:: FRAGMENTO FUENTE ::
Podrá decirse que los grandes Padres visigodos no fueron extraordinariamente originales. Y es verdad. Pero a ellos se debe haber salvado en España la gran tradición eclesiástica anterior y, de ese modo, la salvaron de hecho también para la cultura cristiana europea.
Resulta curioso que esta gran tradición eclesiástica latina, salvada por los grandes obispos visigodos, no realizara su trasvase cultural desde España al resto de Europa por el camino más corto y directo que hubiera sido a través de los Pirineos. Inglaterra había producido una figura de genial recopilador: San Beda el Venerable (673-735). Se ha señalado con razón que alguna de sus obras está inspirada en San Isidoro22; no es, por tanto, simplemente una figura paralela en cuanto a la similitud de sus preocupaciones de recopilador, sino, en algún sentido, dependiente de los obispos visigodos. Un discípulo de Beda, llamado Egeberto (+ 766), fue el fundador de la escuela de York23. Con ello surgía en las islas británicas el asilo providencial para la conservación y transmisión del tesoro, que en gran parte se había ido recogiendo y acumulando en España. En efecto, de allí pasó al continente. Los misioneros celtas que de Inglaterra e Irlanda vinieron al continente, traían consigo esa cultura. ¡En qué medida no es San Bonifacio, el gran apóstol de Alemania, también un transmisor de esa cultura tradicional!24. Y viniendo a un ámbito más científico, el artífice principal del renacimiento carolingio, “el primer ministro intelectual de Carlomagno”25, Alcuino, procedía de la escuela de York y depende, en no pocos de sus escritos, de San Isidoro de Sevilla26.
Con estas consideraciones preliminares deseo explicar cuál es la línea de rica tradición eclesiástica en la que, como arzobispo de Toledo, me encuentro situado, y cuáles han sido las repercusiones de esa tradición sobre la cultura cristiana de Europa. Por eso también, al pergeñar estas páginas sobre “El obispo y sus sacerdotes”, expondré, en primer lugar, lo que sobre ello encuentro en la tradición eclesiástica visigótica, en concreto en San Isidoro de Sevilla, para después estudiar el mismo tema a la luz de la doctrina del Concilio Vaticano II.
:::
:: BLOQUE DE DATOS ::
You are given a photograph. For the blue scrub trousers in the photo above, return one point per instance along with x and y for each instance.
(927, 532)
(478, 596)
:::
TAREA ESCRITA 1:
Indica si cada afirmación concuerda con el fragmento fuente y cita las palabras exactas que lo deciden: (a) Beda el Venerable es solo una figura paralela a los obispos visigodos; (b) Egeberto fundó la escuela de York; (c) la tradición eclesiástica latina pasó de España al resto de Europa a través de los Pirineos.
TAREA ESCRITA 2:
Enumera todas las personas que el fragmento fuente menciona por su nombre.
TAREA ESCRITA 3:
Según el fragmento fuente, ¿de qué escuela procedía Alcuino?

RESPUESTA 1:
(a) No: "no es, por tanto, simplemente una figura paralela en cuanto a la similitud de sus preocupaciones de recopilador, sino, en algún sentido, dependiente de los obispos visigodos".
(b) Sí: "Un discípulo de Beda, llamado Egeberto (+ 766), fue el fundador de la escuela de York".
(c) No: "no realizara su trasvase cultural desde España al resto de Europa por el camino más corto y directo que hubiera sido a través de los Pirineos".

RESPUESTA 2:
San Beda el Venerable, San Isidoro de Sevilla, Egeberto, San Bonifacio, Carlomagno y Alcuino.

RESPUESTA 3:
De la escuela de York.